» **Tarefas solicitadas**
1. No texto sobre o centralismo democrático, que marxista apontou os Três Princípios?
2. Escreva a continuação do texto sobre o centralismo democrático, começando depois da última frase apresentada.

» **Texto de estudo**
══════════

Nossa futura ferramenta política suportará semelhantes tensões? Poderá fazer-se ouvir ou terá, em seu próprio devir, que gerar as próprias condições de escuta? Aproximação: em que medida deve-se renunciar o centralismo democrático é algo que devemos voltar a discutir. De um modo brilhante Eduardo Martedí diz: “a caricaturização do leninismo levado a cabo pelo estalinismo, que disfarçava sua brutalidade sob o lema de ‘centralismo democrático’, levou marxistas como Ciryl Smith a apontar que existem aqueles que defenderam esta prática de acordo com Três Princípios: 1) Papai sempre sabe o que é melhor; 2) Nunca na frente das crianças; 3) Mantenhamos tudo em família”[7]. Para nós, abrem-se duas leituras possíveis: ou tentamos, agora sim, fazê-lo direito, como DEUS manda, um Verdadeiro centralismo democrático, ou então, uma vez sob a Intempérie, vemos o que fica disso para a reciclagem.

══════════

» **Dados registrados**
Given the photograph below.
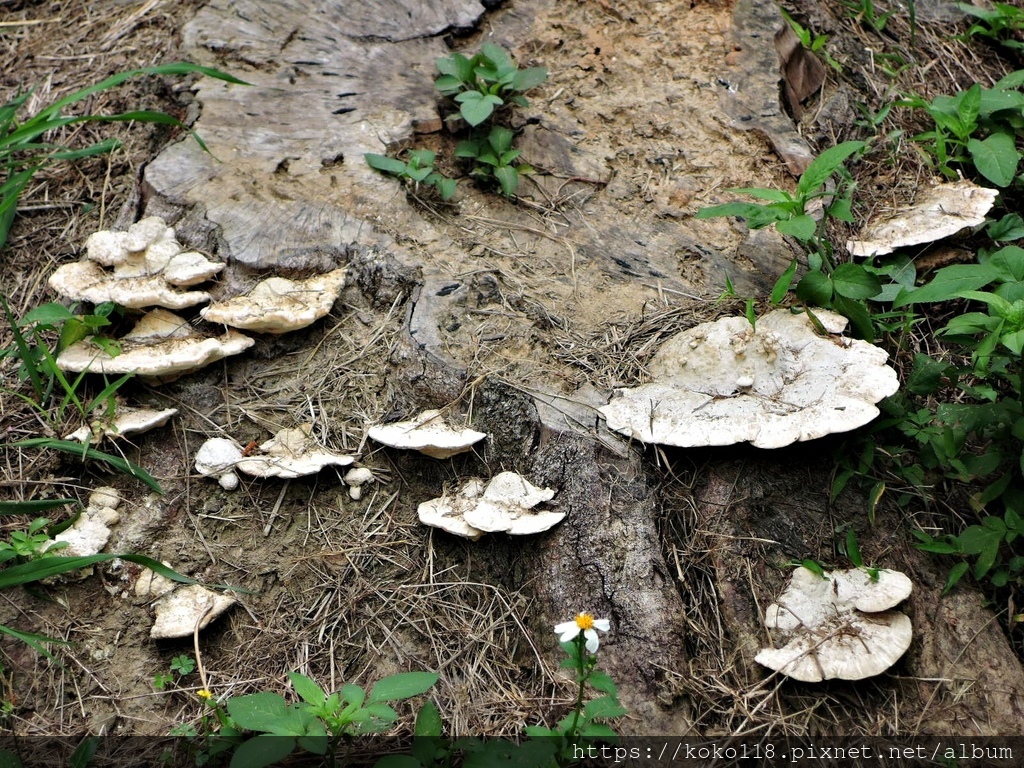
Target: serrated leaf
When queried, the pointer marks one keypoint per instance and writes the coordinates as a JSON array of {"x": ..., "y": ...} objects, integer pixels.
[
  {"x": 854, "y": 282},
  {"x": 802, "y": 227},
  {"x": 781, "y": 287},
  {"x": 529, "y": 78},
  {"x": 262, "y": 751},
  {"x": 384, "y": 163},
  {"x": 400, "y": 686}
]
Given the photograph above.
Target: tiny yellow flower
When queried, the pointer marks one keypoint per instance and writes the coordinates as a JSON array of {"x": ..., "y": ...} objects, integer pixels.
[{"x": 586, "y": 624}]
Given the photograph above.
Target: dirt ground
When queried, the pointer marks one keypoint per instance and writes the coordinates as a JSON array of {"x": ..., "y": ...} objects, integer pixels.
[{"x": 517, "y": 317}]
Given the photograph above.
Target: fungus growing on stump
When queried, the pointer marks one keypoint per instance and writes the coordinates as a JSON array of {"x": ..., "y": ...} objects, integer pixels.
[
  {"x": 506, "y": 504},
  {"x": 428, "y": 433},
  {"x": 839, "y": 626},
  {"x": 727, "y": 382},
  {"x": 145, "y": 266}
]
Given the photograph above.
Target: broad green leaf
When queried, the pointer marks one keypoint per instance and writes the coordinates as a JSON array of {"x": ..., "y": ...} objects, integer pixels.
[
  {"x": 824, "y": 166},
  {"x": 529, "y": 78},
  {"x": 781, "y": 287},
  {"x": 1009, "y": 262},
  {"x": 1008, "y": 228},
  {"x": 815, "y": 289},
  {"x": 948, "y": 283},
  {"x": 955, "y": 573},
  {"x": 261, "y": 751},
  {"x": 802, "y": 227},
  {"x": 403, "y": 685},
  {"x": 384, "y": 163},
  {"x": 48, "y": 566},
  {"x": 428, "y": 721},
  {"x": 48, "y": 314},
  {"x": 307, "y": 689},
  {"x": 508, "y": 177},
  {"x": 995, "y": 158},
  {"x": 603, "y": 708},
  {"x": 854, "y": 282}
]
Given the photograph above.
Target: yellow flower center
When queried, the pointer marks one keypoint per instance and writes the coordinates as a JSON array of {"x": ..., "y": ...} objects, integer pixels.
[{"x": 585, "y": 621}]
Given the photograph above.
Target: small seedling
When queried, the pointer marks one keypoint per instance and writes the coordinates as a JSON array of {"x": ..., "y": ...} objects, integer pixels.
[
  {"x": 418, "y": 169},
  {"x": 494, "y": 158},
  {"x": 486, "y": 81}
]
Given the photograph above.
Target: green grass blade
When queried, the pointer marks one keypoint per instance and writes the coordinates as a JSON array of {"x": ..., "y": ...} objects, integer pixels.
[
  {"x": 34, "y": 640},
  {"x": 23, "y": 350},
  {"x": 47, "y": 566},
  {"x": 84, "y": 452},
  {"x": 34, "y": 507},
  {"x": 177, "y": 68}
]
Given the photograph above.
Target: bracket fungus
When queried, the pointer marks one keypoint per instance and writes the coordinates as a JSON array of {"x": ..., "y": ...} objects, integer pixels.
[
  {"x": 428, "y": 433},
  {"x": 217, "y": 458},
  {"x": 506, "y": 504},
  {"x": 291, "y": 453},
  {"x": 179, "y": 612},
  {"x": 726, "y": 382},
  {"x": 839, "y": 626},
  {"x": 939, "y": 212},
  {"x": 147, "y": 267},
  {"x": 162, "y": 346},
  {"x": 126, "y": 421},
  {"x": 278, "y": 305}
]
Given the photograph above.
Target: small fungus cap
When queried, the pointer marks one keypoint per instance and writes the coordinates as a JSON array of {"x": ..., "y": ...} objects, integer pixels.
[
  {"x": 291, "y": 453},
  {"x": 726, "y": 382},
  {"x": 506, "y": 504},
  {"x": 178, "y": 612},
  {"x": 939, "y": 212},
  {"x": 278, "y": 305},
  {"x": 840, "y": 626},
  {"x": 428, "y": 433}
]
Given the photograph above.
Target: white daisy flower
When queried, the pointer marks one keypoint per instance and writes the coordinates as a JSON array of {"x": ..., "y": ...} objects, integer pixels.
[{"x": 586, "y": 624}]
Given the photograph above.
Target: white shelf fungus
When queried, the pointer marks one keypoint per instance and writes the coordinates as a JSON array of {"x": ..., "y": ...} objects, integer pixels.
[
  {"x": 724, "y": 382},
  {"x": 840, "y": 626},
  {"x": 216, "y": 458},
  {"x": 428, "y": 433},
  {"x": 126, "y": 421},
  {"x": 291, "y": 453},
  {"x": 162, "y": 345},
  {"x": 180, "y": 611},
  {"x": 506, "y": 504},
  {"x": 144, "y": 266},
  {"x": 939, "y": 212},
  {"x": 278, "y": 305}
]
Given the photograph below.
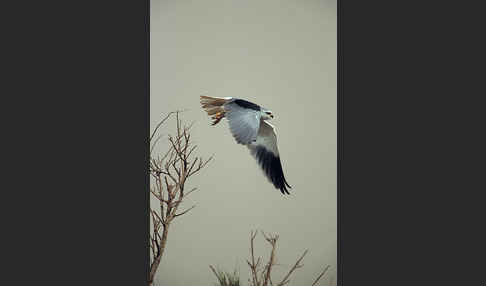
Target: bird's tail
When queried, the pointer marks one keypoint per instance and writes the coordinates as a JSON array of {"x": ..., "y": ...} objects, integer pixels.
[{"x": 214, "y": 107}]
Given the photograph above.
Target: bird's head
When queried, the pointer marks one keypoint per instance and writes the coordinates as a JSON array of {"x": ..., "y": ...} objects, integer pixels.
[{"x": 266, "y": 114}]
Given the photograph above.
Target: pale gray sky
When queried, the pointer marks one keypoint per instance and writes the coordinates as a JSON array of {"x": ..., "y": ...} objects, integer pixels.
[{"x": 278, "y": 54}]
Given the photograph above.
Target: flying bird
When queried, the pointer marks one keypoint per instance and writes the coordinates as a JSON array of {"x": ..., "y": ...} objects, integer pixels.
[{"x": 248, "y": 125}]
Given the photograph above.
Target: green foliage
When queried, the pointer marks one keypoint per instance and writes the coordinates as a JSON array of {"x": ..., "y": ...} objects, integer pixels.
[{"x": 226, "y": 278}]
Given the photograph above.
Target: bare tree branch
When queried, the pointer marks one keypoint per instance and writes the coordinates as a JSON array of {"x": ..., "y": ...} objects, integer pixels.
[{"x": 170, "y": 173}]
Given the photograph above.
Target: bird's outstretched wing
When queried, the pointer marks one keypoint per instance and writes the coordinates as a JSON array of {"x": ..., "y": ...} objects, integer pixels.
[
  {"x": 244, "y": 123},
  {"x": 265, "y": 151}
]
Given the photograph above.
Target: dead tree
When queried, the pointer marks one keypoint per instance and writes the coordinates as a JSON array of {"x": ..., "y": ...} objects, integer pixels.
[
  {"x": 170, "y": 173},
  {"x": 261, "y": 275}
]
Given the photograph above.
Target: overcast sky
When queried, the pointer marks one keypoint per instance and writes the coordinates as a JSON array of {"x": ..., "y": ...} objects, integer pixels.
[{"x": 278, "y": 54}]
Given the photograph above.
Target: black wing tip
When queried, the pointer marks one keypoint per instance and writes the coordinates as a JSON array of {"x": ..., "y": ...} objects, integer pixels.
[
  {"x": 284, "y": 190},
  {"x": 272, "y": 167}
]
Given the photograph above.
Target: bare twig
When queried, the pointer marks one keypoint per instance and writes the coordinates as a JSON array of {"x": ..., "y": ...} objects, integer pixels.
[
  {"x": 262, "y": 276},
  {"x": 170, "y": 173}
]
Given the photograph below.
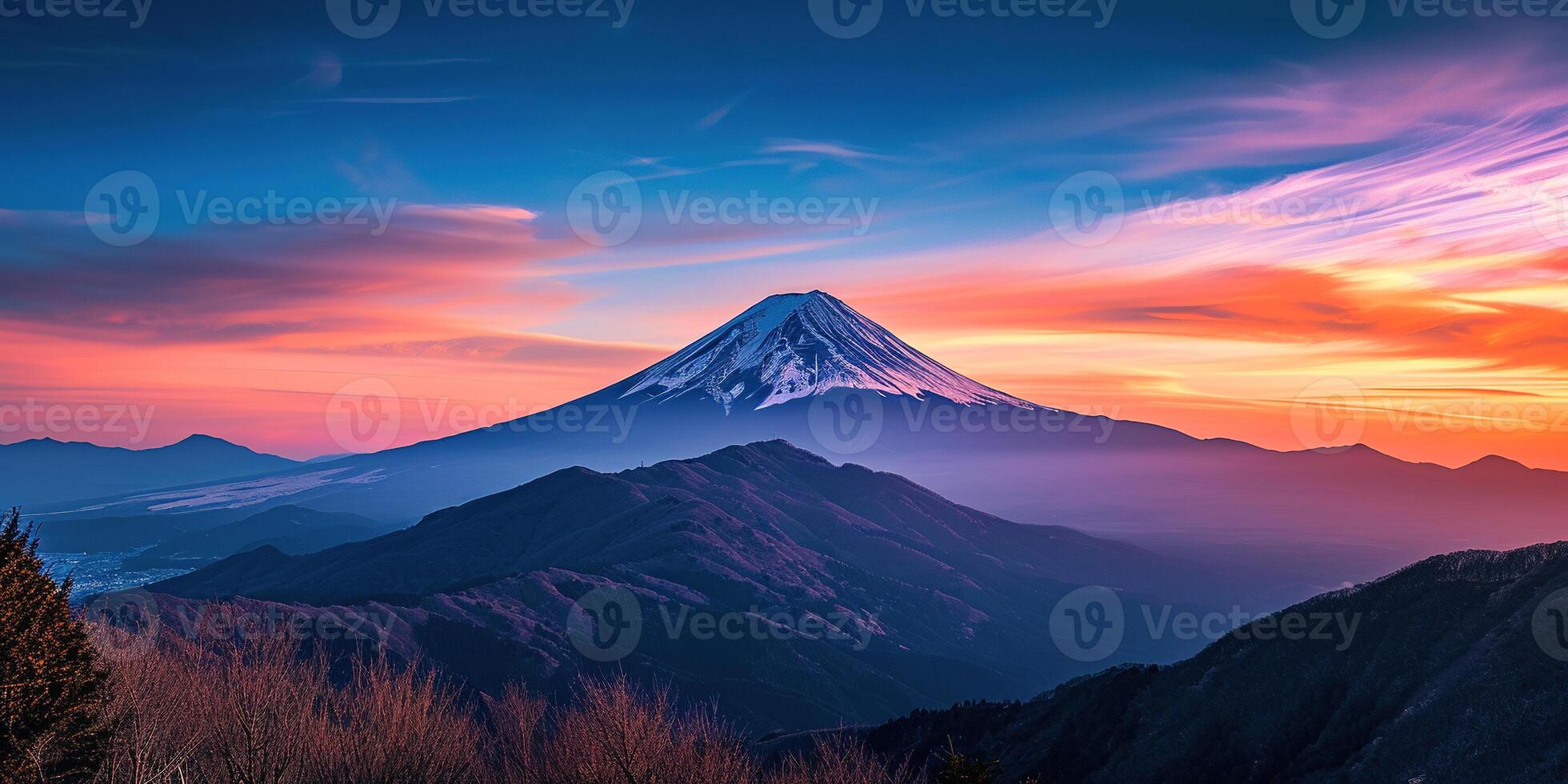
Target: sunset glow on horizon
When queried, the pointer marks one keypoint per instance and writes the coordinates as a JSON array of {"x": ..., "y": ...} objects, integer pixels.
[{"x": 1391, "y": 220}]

══════════

» **Respostas às tarefas**
1. Ciryl Smith.

2.
Sísifo seria um alpinista?

Quando republicamos em Intempérie a Carta de Eduardo Martedí al Comitê Central do MAS em 1998, nos chamou poderosamente a atenção que esta carta fosse lida por certos epígonos da esquerda tradicional como se fosse uma piada. Palavra mais, palavra menos, sentia-se um eco de reprimenda: Como é que deixaram de lado o centralismo democrático!? Como puderam abjurar da classe operária como sujeito revolucionário!? Não viram onde terminou isso!? Foi Eduardo Martedí quem usou de modo leninista o mito de Sísifo. É Zizek quem nos oferece um Lenin beckettiano: deve-se recomeçar a ladeira desde o início, deve-se tentar de novo, fracassar de novo, fracassar melhor. Recusemos qualquer transigência a respeito da falsa piedade da realpolitik, “definitivamente – diz Zizek – deve-se ‘voltar a começar’, ou seja, não ‘continuar construindo a partir dos cimentos’ da época revolucionária do século XX (…), senão ‘descer’ até o ponto de partida e escolher [e forjar] um caminho diferente”.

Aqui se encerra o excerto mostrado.